• Work item: Below is a block of entries, which should be copied verbatim apart from the pictures.

# # # # # # #

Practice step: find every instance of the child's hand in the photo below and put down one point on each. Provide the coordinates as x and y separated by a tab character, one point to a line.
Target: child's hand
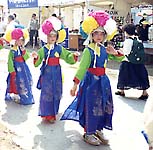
34	54
110	50
73	90
77	54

# # # # # # #

• Finished exercise:
Practice step: find every instance of the child's hand in the photo below and put down one point on each. Provide the coordinates as x and y separated by a tab character, one point to a line.
Target: child's hand
34	54
110	50
73	90
77	54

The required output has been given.